Reading text ::
- - - - - - -

Posted by sportsmaven on January 17, 2009

The new year has already started and amidst the resolutions, fresh starts, diets, and new beginnings comes the ever reverent look back at the year that has passed.  The year 2008 was a banner year for Chicago sports, as three teams won their prospective division titles, and one, the Chicago Wolves won a championship.  There was good, bad, ugly, and everything in between for Chicago sports fans.  So, lets take a look back on the Top 10 Moments in Chicago Sports in 2008 (in no particular order):
Bears use goal line stand to beat the Eagles 24-20

Bears use goal line stand to beat the Eagles 24-20

Bears goal line stand against the Philadelphia Eagles in Week 4 – The Chicago Bears were leading the Philadelphia Eagles 24-20, Eagles had first and goal from the Bears 4, 5:40 left in the game.  Eagles run RB Cornell Buckhalter off right tackle for 3 yards.  Second and goal was a handoff to FB Tony Hunt for no gain.  Third down was back to Buckhalter to the right for no gain.  Eagles call a time out and decide to go for it on 4th down.   Buckhalter again off left tackle, this time, stood up by RE Alex Brown of the Bears for no gain.  Game over.  Bears win.

Zambrano hurls a no-hitter.

Zambrano hurls a no-hitter.

Cubs RHP Carlos Zambrano throws no-hitter against the Houston Astros on Sept. 14th –  The Chicago Cubs and Houston Astros waited two long days to find out where they would be playing their key late season series against each other.  Houston was being devestated by Hurricane Ike and MLB moved the Astros to “neutral” Miller Park in Milwaukee to face the Cubs.  Zambrano brought his “A” game with him to “Wrigley North”, shutting down the powerful Astros lineup, striking out CF Darrin Erstad swinging for the last out of the first Cubs no-hitter in 36 years.

Chicago Cubs Win 2008 NL Central Division

Chicago Cubs Win 2008 NL Central Division

Cubs win back to back NL Central Division titles – The Cubs began the 2008 season with one of it’s goals to win the 2008 NL Central Division title, as well as seeking their first World Series appearance since 1945 and first World Championship since 1908.  Alas, the Cubs could only slay one 100 year drought, as they won an NL-best 97 games en route to the 2008 NL Central Division title for their  first back to back division titles since 1908.  A quick sweep in the NL Divisional Series by the hands of the Los Angeles Dodgers dimmed what was to that point, a most magical season for the North Siders.

chicago white sox win 2008 al central division title

chicago white sox win 2008 al central division title

White Sox win 3 elimination games in a row to win the AL Central title — The Chicago White Sox looked dead in the water, losing  4 of their final 5 games to the Minnesota Twins and Cleveland Indians, coughing up a 2.5 game division lead and falling 1/2 game behind the Twins with one game to play.  The final game of the Cleveland series and the regular season was a must win game with Mark Buehrle on the bump, the Sox beat the Indians to force the Monday afternoon post-season makeup game against the Detroit Tigers.  The Sox win the makeup game against the Tigers, forcing a one game playoff game against the Twins for the AL Division title, this time, in Chicago.   The Sox, behind a masterpiece by LHP John Danks, beat the Twins 1-0 and claim the AL Central Division title, winning three elimination games in a row.

- - - - - - -

Dataset extract ::
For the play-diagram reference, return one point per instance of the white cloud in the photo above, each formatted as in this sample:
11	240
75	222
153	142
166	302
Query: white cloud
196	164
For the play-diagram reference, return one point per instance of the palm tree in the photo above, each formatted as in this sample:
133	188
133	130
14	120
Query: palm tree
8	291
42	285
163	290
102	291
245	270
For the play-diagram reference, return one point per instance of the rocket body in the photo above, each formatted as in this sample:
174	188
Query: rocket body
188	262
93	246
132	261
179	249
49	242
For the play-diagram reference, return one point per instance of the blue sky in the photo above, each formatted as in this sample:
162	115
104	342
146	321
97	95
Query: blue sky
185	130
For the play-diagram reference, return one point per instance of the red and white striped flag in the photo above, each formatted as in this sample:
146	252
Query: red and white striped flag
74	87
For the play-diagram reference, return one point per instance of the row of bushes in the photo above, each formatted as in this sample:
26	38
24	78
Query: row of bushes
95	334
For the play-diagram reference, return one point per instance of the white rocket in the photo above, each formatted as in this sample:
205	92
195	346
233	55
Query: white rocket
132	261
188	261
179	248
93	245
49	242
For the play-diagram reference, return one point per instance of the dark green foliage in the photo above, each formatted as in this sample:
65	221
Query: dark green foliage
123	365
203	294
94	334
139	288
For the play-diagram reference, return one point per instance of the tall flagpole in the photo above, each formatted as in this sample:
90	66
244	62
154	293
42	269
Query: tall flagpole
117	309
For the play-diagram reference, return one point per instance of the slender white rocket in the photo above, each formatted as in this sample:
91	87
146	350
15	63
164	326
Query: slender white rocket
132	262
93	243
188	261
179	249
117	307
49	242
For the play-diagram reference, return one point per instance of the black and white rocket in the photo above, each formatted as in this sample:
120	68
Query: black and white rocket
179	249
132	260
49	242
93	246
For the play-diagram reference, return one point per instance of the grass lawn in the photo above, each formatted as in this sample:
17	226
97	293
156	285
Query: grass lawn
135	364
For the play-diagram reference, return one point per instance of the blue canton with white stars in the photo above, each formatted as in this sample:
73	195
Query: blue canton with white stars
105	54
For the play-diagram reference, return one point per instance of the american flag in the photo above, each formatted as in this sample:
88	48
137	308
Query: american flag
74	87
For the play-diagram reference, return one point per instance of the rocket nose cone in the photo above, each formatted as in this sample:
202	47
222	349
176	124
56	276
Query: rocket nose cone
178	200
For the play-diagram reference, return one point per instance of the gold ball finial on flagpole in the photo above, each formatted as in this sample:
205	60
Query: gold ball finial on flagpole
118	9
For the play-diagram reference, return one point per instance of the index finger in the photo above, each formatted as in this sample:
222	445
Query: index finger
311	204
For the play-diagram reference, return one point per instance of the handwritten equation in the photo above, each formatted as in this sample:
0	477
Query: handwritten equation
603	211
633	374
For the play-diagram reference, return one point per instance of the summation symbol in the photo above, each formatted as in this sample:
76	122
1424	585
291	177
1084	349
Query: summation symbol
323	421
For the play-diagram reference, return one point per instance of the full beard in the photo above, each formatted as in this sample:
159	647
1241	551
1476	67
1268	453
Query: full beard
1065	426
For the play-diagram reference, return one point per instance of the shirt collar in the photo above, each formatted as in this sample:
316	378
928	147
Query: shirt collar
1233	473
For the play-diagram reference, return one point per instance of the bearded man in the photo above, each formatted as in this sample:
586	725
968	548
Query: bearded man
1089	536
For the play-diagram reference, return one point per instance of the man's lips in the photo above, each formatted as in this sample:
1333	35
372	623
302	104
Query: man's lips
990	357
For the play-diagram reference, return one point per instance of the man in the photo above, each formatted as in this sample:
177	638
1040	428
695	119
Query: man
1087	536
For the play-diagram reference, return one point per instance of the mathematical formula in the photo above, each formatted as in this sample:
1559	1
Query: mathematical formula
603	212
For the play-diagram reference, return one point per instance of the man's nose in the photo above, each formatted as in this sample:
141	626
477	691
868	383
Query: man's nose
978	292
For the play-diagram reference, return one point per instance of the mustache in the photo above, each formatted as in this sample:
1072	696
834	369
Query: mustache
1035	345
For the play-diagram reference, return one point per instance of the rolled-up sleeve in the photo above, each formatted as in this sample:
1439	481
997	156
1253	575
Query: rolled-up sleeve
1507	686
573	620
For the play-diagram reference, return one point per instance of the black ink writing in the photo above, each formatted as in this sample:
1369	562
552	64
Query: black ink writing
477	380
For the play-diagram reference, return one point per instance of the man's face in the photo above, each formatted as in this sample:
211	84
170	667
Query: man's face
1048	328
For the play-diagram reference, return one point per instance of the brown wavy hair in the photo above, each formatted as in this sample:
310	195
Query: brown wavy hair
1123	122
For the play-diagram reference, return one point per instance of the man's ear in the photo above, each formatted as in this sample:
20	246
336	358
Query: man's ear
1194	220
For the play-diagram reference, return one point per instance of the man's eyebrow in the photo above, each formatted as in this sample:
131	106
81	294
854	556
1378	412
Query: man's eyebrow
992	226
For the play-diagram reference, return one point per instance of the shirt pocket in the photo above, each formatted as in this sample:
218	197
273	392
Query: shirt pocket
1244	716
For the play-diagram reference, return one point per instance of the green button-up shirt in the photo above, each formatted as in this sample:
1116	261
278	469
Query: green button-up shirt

- - - - - - -

Problem requirements :: In the post on Chicago's top sports moments of 2008, which pitcher led the White Sox to their 1-0 win over the Twins for the AL Central title?

Solution for this exercise :: LHP John Danks